**Stated problem**
Show each line of the records below that contains the word "black".

Excerpts of pointing data
_ _ _ _

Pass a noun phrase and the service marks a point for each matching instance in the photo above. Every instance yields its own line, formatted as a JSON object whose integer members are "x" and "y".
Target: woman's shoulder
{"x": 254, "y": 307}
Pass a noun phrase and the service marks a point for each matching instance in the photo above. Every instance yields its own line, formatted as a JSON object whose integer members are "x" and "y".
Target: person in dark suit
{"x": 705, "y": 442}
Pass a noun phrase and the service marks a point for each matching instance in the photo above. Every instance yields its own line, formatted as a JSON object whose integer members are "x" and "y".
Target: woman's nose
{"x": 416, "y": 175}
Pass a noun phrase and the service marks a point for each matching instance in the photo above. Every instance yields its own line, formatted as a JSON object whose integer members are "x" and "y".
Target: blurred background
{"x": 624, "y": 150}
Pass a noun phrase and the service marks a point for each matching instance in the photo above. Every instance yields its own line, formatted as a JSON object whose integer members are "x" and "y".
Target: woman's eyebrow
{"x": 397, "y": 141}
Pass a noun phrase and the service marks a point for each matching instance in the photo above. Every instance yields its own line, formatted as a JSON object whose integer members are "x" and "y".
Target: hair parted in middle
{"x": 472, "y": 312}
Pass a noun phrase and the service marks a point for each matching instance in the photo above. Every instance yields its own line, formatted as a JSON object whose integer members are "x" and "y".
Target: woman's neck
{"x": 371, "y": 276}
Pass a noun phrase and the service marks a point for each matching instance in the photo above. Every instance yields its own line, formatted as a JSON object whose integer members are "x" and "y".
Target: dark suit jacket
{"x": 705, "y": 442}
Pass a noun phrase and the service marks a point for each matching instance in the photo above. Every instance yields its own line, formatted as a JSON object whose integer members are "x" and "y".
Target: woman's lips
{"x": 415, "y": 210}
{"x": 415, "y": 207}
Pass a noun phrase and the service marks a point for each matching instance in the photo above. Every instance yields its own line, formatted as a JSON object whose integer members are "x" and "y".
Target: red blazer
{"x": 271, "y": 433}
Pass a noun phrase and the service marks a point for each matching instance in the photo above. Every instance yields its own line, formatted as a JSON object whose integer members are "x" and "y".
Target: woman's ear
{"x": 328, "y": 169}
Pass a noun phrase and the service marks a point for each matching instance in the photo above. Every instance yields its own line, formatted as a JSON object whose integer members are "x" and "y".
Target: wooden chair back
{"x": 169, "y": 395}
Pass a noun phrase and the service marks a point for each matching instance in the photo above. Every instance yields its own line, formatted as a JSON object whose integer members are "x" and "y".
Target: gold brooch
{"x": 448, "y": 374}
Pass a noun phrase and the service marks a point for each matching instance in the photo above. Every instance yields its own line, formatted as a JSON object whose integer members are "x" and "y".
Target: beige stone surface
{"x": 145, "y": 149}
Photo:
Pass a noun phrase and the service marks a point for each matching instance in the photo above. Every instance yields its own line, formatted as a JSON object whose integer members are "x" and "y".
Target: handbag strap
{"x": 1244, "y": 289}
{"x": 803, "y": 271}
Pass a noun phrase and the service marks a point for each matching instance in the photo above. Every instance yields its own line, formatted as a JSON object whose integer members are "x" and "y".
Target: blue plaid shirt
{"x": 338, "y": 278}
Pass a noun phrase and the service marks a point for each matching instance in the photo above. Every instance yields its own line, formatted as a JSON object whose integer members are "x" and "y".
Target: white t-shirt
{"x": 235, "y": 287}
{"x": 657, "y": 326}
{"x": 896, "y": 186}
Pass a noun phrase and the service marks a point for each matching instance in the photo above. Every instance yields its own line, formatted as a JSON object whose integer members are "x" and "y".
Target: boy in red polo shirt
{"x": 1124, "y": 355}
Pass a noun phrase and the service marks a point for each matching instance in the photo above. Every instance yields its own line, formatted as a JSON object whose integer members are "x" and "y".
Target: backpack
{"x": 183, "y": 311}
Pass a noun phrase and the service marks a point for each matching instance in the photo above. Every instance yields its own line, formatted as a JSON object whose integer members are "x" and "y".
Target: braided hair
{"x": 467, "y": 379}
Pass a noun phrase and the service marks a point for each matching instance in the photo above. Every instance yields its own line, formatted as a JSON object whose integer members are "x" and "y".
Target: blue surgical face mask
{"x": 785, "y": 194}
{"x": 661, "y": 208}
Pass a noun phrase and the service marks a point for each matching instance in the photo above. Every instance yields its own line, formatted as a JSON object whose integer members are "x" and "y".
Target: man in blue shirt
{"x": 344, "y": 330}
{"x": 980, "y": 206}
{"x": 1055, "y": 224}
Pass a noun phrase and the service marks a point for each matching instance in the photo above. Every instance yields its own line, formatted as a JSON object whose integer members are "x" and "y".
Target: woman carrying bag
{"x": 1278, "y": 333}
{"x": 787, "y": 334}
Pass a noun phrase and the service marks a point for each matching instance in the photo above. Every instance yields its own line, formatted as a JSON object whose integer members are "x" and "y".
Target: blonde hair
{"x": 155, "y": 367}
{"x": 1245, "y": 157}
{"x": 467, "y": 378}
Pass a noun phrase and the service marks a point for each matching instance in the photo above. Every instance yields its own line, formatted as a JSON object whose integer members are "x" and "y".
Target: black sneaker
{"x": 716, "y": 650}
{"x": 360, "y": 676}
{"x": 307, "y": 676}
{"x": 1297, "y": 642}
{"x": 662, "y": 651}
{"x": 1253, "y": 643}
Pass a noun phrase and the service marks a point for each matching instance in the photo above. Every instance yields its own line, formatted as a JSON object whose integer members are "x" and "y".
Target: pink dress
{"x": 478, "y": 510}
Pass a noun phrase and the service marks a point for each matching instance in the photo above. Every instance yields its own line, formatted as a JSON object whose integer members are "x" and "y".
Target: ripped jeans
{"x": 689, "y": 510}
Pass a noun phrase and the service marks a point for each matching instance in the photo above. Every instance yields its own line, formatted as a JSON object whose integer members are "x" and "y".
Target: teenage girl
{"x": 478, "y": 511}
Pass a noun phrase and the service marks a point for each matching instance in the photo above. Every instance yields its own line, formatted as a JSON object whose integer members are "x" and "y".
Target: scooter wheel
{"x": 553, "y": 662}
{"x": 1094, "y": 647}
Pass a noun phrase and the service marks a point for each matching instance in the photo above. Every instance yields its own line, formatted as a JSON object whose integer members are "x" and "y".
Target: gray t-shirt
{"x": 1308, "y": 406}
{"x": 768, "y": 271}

_ _ _ _

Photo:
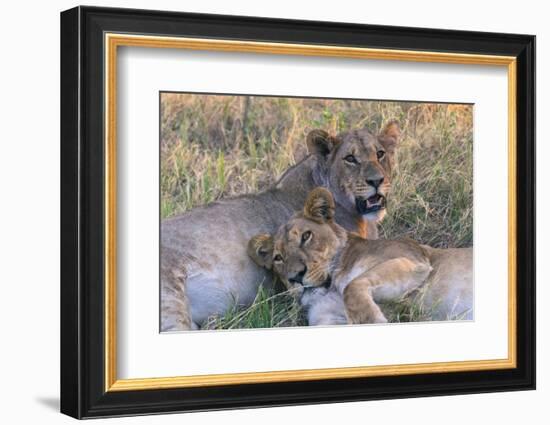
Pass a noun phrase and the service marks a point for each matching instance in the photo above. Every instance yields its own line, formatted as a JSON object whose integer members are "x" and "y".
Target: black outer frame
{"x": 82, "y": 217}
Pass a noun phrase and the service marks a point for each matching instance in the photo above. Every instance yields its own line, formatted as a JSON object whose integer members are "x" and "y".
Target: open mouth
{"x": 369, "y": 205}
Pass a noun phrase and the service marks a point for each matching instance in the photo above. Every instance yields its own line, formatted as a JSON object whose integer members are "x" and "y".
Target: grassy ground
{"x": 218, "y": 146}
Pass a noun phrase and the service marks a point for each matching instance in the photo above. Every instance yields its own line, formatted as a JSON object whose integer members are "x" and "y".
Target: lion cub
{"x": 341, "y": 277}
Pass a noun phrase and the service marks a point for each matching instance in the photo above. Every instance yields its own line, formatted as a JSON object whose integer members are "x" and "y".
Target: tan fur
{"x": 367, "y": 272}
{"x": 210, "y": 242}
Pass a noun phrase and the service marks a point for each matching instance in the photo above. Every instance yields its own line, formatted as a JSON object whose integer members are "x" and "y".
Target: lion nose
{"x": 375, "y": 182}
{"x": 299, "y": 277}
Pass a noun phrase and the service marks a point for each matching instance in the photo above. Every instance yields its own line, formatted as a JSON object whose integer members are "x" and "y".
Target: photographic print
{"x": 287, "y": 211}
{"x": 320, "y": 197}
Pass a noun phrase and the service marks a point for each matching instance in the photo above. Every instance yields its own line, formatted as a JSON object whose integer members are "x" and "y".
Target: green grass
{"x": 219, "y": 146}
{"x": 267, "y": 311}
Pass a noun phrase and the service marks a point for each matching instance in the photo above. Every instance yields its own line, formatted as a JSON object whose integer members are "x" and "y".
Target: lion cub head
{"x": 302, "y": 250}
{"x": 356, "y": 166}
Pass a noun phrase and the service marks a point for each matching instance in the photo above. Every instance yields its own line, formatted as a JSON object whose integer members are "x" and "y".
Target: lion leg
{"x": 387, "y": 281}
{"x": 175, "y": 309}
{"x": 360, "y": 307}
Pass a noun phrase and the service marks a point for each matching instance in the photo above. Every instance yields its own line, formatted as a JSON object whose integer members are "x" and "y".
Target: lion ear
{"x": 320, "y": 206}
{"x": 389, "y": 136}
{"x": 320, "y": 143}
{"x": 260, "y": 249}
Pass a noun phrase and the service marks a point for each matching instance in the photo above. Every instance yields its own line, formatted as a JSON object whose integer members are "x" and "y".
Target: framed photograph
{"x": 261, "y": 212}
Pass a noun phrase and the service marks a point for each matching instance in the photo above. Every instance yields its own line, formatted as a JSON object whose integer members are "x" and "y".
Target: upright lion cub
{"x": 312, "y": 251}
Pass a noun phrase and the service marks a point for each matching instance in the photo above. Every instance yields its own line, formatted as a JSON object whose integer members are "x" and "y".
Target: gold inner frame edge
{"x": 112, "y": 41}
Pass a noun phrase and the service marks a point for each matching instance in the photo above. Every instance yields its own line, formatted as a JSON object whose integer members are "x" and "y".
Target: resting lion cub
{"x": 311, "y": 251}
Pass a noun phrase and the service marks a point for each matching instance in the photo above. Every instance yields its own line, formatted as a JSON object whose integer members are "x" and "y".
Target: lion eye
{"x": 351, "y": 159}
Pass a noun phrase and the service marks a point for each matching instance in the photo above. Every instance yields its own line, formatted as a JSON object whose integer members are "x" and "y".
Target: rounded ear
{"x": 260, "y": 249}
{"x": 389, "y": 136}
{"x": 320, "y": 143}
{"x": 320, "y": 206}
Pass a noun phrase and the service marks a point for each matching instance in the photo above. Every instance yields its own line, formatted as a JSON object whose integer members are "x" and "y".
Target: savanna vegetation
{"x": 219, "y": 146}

_ _ _ _

**Solution to the problem**
Target: black sneaker
Target: black outer frame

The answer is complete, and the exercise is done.